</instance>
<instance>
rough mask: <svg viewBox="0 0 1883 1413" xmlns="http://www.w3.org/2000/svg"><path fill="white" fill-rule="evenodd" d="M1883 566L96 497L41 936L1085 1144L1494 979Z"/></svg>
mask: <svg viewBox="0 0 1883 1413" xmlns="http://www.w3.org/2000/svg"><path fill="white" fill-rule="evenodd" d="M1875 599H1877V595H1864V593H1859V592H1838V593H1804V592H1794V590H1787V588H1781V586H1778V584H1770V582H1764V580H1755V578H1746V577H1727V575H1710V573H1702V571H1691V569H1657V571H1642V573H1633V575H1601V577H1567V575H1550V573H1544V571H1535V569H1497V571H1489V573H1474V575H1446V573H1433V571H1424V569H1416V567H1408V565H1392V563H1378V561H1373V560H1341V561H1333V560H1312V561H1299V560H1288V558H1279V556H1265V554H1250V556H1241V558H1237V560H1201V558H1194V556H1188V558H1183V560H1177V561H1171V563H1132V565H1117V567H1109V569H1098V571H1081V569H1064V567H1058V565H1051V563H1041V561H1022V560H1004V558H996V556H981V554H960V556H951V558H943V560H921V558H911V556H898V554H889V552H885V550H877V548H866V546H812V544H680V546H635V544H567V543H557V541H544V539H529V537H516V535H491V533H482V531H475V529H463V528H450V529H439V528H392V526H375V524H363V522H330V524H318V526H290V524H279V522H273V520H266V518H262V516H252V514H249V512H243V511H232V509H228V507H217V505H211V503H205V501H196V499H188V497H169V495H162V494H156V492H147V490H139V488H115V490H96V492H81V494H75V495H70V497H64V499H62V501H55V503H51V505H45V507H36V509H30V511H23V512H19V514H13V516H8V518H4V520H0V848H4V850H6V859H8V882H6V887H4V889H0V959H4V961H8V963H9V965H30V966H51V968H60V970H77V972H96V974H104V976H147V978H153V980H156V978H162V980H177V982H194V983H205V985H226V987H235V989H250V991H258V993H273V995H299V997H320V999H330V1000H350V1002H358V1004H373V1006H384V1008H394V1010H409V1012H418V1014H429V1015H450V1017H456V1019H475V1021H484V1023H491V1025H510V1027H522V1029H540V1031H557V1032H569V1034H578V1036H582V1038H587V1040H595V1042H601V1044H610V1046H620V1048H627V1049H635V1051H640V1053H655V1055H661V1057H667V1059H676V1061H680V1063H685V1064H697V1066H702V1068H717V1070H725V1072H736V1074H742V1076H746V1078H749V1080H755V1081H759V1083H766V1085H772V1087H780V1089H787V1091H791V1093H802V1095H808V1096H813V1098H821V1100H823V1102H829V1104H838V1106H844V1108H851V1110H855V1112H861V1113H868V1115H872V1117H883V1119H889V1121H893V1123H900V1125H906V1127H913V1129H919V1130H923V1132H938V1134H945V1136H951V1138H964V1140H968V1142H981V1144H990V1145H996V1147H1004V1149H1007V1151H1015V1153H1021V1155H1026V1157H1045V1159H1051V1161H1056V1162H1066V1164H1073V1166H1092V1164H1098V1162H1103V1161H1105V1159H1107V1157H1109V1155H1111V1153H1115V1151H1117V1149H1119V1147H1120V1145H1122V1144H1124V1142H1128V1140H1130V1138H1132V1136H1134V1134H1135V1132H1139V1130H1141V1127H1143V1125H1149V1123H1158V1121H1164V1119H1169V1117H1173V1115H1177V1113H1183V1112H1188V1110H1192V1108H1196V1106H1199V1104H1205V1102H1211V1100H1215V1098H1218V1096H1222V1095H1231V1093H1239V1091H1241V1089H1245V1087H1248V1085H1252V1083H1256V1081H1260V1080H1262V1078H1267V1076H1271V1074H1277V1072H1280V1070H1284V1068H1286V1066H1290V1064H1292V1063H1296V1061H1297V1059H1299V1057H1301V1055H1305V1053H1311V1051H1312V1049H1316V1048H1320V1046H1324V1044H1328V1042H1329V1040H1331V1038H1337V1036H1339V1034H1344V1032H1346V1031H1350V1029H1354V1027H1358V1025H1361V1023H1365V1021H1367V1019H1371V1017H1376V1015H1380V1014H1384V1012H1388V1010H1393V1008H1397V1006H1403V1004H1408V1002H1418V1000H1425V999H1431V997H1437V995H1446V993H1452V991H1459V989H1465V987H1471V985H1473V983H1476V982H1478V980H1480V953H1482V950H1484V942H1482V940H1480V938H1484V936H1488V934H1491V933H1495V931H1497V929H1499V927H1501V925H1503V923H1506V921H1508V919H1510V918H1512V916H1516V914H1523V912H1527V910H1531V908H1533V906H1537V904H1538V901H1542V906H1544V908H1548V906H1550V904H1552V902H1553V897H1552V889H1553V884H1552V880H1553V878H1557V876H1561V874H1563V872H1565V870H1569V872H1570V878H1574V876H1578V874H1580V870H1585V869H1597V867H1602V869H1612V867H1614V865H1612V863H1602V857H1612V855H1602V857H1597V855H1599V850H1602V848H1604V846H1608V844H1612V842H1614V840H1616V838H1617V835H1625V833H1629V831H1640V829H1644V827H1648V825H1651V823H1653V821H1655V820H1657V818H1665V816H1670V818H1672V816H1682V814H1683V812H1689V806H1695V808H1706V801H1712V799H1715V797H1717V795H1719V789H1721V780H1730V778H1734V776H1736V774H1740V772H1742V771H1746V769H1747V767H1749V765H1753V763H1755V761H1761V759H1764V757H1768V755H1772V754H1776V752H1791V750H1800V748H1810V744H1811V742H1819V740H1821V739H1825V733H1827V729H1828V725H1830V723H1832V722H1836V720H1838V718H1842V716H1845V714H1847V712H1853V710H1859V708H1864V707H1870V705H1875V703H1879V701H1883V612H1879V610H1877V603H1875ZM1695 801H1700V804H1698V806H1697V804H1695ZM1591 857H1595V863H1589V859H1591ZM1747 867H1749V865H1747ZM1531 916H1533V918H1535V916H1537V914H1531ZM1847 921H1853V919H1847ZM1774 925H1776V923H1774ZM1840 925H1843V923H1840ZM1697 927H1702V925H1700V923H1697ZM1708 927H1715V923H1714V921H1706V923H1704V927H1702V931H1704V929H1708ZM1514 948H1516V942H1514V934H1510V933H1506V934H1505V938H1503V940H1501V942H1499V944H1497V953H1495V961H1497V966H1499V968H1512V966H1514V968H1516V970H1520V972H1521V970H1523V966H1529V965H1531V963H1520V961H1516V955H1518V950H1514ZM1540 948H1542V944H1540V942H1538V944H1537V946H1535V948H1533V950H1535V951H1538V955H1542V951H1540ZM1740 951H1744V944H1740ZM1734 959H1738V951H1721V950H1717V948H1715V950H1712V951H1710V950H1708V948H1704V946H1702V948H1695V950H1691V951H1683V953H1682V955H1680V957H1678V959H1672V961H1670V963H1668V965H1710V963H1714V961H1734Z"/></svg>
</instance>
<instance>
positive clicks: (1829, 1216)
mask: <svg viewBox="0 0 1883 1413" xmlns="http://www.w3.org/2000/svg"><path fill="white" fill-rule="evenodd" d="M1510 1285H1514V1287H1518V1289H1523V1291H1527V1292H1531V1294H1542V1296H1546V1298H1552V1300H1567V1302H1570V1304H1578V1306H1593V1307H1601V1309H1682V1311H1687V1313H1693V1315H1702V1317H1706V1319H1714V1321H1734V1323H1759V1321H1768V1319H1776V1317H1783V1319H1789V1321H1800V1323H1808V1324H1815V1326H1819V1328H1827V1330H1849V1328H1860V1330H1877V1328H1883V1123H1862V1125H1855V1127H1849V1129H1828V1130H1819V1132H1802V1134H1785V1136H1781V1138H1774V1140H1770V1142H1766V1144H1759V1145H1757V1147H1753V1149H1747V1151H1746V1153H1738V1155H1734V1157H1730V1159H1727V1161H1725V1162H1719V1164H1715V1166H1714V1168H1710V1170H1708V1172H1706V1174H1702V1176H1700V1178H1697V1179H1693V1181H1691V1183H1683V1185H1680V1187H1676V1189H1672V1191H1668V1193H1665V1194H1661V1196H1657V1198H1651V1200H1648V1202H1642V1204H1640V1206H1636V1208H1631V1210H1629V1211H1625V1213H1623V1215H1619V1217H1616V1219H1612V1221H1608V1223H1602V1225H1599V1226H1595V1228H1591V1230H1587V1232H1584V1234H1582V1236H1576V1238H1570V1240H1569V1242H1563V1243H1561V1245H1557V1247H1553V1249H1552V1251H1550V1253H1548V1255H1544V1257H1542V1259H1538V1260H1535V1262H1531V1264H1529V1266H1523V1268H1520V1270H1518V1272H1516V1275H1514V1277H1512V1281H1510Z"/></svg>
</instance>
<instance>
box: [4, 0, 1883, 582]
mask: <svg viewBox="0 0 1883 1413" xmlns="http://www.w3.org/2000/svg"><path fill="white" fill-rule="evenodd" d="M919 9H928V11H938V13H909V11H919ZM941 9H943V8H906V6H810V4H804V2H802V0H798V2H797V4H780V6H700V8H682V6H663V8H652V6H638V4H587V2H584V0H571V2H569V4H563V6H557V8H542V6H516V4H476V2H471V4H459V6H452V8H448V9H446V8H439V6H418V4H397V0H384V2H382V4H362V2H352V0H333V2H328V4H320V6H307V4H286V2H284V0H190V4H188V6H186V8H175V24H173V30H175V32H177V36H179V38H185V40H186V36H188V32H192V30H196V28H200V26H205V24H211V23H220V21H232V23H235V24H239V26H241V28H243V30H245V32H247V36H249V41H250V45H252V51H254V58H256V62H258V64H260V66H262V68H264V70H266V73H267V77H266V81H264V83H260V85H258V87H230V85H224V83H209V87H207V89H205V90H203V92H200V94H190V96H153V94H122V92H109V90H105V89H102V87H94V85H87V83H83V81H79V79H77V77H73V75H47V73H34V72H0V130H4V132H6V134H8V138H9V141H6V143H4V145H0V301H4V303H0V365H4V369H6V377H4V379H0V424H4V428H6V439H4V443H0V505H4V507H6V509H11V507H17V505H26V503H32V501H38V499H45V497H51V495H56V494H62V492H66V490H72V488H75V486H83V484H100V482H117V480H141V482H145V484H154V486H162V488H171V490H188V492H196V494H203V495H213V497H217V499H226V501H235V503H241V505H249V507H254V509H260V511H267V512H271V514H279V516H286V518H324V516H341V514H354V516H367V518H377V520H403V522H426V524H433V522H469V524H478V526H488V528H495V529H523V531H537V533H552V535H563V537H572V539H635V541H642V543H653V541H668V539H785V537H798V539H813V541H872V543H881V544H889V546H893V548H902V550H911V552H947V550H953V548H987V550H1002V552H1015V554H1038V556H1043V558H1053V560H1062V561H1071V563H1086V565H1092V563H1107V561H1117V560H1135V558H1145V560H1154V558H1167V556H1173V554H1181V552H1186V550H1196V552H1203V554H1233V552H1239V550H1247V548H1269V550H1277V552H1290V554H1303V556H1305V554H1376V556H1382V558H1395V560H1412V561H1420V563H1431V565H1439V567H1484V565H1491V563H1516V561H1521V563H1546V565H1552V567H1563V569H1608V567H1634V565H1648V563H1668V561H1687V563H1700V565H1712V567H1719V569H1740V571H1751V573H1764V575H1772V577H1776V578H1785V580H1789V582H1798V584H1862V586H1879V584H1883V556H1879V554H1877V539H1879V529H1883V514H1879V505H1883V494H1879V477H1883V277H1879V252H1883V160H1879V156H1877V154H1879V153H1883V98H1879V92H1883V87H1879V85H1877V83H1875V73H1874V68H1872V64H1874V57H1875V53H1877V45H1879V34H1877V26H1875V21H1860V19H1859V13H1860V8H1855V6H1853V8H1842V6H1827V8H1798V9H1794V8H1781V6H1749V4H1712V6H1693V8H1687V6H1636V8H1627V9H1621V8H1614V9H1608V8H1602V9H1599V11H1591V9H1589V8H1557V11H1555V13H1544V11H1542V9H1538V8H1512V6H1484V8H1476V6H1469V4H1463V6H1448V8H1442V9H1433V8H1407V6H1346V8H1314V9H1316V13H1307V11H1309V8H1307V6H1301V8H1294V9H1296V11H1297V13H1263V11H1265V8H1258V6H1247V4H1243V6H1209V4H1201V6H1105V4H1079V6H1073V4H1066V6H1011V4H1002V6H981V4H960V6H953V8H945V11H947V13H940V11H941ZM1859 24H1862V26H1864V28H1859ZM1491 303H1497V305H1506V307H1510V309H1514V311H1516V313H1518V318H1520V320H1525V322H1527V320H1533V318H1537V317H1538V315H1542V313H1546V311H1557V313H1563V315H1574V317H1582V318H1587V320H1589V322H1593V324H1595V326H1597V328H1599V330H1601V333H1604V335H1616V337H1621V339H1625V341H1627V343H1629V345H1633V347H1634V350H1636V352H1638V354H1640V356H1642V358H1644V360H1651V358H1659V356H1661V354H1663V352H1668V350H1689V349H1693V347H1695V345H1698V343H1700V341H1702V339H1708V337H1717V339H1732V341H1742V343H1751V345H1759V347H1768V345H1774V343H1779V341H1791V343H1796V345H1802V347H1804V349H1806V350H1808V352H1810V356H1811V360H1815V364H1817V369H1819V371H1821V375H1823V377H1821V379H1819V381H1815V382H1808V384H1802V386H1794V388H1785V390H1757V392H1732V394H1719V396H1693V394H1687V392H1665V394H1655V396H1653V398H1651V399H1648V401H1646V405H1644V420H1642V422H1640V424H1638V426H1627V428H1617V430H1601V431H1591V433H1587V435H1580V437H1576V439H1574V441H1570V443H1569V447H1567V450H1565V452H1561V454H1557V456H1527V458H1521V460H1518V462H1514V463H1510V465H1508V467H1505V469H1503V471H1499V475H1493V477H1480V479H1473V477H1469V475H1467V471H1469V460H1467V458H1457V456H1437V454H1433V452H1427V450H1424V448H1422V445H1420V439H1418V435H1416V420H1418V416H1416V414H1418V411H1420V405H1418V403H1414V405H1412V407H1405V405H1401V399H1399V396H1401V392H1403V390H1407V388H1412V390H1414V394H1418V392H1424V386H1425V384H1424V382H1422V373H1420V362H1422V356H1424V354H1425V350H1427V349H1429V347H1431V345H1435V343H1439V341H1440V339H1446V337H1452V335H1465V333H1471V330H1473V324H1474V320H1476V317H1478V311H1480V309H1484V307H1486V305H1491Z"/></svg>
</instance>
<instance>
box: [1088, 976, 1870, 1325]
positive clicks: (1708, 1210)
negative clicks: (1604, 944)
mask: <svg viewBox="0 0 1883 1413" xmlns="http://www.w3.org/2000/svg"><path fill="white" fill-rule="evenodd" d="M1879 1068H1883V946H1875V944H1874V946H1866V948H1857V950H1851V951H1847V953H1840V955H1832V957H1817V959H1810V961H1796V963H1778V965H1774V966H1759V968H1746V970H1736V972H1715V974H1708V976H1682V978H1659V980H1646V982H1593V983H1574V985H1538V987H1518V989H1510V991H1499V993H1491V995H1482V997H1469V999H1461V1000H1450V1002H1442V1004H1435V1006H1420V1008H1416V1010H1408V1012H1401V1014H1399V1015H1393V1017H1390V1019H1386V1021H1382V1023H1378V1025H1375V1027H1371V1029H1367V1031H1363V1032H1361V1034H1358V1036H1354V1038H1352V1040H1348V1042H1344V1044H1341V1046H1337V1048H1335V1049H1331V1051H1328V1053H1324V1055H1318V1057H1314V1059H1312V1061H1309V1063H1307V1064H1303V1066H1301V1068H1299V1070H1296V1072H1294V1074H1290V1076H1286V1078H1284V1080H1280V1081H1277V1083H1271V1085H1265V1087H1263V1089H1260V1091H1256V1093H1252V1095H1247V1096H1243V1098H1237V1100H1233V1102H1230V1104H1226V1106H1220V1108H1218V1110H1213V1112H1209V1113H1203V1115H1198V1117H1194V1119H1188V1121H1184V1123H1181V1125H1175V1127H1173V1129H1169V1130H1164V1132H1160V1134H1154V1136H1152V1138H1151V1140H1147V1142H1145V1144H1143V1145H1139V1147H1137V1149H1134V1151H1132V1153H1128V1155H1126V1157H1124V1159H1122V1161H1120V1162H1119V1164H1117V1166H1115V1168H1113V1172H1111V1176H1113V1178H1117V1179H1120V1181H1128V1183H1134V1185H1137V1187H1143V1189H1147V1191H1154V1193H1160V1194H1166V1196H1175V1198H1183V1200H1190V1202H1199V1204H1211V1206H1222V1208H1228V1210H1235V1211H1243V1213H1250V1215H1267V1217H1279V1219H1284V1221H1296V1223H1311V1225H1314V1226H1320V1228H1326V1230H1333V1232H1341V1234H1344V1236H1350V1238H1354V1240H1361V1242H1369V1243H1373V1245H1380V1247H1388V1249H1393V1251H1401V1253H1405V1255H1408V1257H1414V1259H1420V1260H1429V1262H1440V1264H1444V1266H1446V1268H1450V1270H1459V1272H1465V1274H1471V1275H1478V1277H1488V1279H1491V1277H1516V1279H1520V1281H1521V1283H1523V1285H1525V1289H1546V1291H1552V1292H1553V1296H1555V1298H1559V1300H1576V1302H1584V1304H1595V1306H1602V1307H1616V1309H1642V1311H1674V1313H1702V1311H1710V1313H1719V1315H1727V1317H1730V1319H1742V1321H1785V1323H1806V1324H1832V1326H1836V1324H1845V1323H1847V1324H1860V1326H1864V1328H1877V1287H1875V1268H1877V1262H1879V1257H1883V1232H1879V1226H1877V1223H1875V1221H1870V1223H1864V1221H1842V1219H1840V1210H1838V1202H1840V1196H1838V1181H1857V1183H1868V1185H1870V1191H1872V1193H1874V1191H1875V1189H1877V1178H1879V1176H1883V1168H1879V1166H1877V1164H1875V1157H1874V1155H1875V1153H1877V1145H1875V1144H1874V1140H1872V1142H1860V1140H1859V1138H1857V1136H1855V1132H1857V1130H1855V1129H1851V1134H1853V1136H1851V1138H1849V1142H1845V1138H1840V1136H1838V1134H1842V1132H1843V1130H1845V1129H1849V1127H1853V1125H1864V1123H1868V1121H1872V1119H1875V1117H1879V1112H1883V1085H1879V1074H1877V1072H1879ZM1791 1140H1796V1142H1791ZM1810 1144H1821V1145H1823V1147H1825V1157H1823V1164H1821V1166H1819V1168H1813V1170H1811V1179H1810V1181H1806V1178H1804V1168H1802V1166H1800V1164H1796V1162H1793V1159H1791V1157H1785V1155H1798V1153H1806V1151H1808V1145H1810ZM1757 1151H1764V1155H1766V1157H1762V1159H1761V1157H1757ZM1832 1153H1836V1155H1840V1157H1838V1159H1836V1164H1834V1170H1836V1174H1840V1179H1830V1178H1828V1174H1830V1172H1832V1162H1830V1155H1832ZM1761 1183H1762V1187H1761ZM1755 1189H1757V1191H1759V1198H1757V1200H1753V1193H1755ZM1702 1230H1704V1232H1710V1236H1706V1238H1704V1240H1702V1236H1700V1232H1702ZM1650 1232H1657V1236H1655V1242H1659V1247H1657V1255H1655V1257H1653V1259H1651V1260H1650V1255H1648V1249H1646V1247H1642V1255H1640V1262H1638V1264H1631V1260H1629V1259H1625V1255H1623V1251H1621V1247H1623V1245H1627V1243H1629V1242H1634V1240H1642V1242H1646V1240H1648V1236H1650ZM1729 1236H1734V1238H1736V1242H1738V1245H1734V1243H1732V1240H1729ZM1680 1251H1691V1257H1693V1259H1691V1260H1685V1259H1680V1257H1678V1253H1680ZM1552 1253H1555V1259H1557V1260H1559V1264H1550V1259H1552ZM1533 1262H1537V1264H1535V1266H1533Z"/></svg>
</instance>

• _What you will do_
From the records above, count how many lines hold the string "positive", then give only that number.

• _Answer to this problem_
2